You understand and agree, that although some of our staff may be professional lawyers, our service to you specifically excludes the giving of any legal advice, accounting, tax, or professional advice. A separate agreement with one of our affiliated law firms or accounting firms can be entered into if such professional advice is sought. Liability for any advice given is explicitly excluded under this Agreement.

 

  1. General

 

13.1 Relationship with other clients

We provide services to other clients, some of whom may be in competition with you or have interests which conflict with your own. We will not be prevented or restricted by virtue of our relationship with you under this Contract from providing services to other clients.

 

13.2 Waiver

A failure or delay by a party in exercising a power or right given to it under this Contract does not operate as a waiver of that power or right; nor does a single or partial exercise of a power or right prevent any other further exercise of it. A waiver by a party of a power or right given to it under this Contract does not affect any other provision of this Contract.

 

13.3 Warranties

You accept and acknowledge that we have not made any warranties or guarantees of any nature in respect of the services or satisfactory conclusion of the Services or with respect to the economic, financial or other results which you may experience as a result of the provision of the Services.

 

13.4 Address for service

Any written notice to be given to a party may be delivered in person, by letter, by electronic mail, or by facsimile transmission, to:

(a) in the case of notices to us, to our address, appearing in our engagement letter, confirmation letter or proposal; and:

(b) in the case of notices to you, to the address last notified by you.

 

13.5 Disputes

If any dispute arises between us we will attempt to resolve the dispute in good faith by senior level negotiations. Where both of us agree that it may be beneficial, we will seek to resolve the dispute through mediation.

 

13.6 Jurisdiction

This agreement will be governed under the laws of NSW.

 

13.7 Force majeure

Neither of us will be liable to the other for any delay or failure to fulfill their obligations under this Contract to the extent that any such delay or failure arises from causes beyond their control, including but not limited to fire, floods, acts of God, acts or regulations of any governmental or supernatural authority, war, riot, terrorist activities, strikes, lockouts and industrial disputes.

 

13.8 Entire agreement

This Contract forms the entire agreement between us relating to the Services. It replaces and supersedes any previous proposals, correspondence, understandings or other communications (written or oral).

 

13.9 Validity of contract terms and severance

If any provision of this Contract is held to be invalid, in whole or in part, such provision shall be deemed not to form part of, and will be severed from, the Contract. The enforceability of the remainder of the Contract will not be affected.

 

13.10 Variation

This Agreement can only be varied in writing by mutual agreement of the parties.

 

14 Assistance with audits

 

14.1 Unless otherwise specified in our engagement letter, we will assist with any government audits that may arise as a result of our Services.

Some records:
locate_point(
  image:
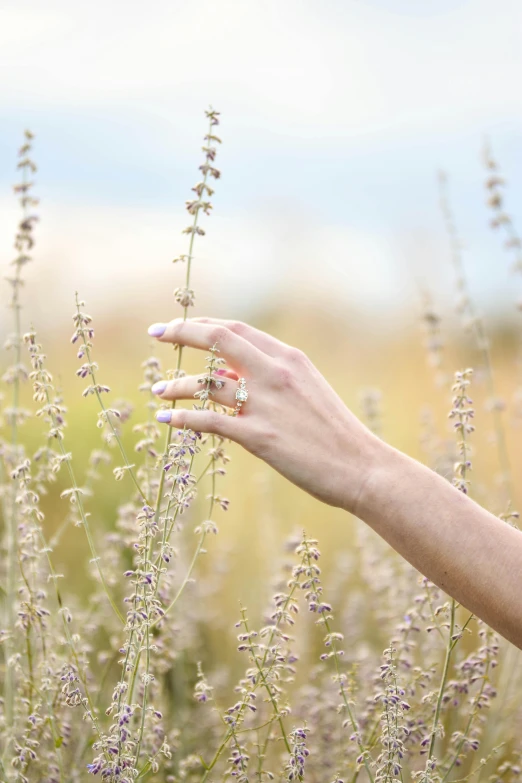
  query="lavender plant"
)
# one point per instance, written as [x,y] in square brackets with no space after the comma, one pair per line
[121,686]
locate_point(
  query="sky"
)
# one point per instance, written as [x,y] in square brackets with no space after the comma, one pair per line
[336,118]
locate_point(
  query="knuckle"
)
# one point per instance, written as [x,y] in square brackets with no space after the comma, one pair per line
[238,327]
[182,417]
[296,356]
[283,377]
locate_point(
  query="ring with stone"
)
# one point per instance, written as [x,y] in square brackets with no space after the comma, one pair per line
[241,396]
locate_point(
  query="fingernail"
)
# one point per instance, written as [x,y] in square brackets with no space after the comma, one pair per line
[159,387]
[156,330]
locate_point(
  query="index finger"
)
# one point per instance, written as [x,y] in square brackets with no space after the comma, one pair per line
[240,353]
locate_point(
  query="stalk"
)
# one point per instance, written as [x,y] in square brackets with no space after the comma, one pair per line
[23,244]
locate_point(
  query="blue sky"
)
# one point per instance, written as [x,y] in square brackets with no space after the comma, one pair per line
[336,118]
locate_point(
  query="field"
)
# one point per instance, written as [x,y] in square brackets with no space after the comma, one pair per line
[123,611]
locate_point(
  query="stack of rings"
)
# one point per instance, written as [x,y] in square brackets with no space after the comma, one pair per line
[241,396]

What you have to do:
Using the service contract terms, answer the following:
1. Under the laws of which place is the agreement governed?
2. In what way can the agreement be varied?
3. How will the parties first attempt to resolve a dispute?

Answer:
1. NSW.
2. Only in writing, by mutual agreement of the parties.
3. In good faith, by senior level negotiations.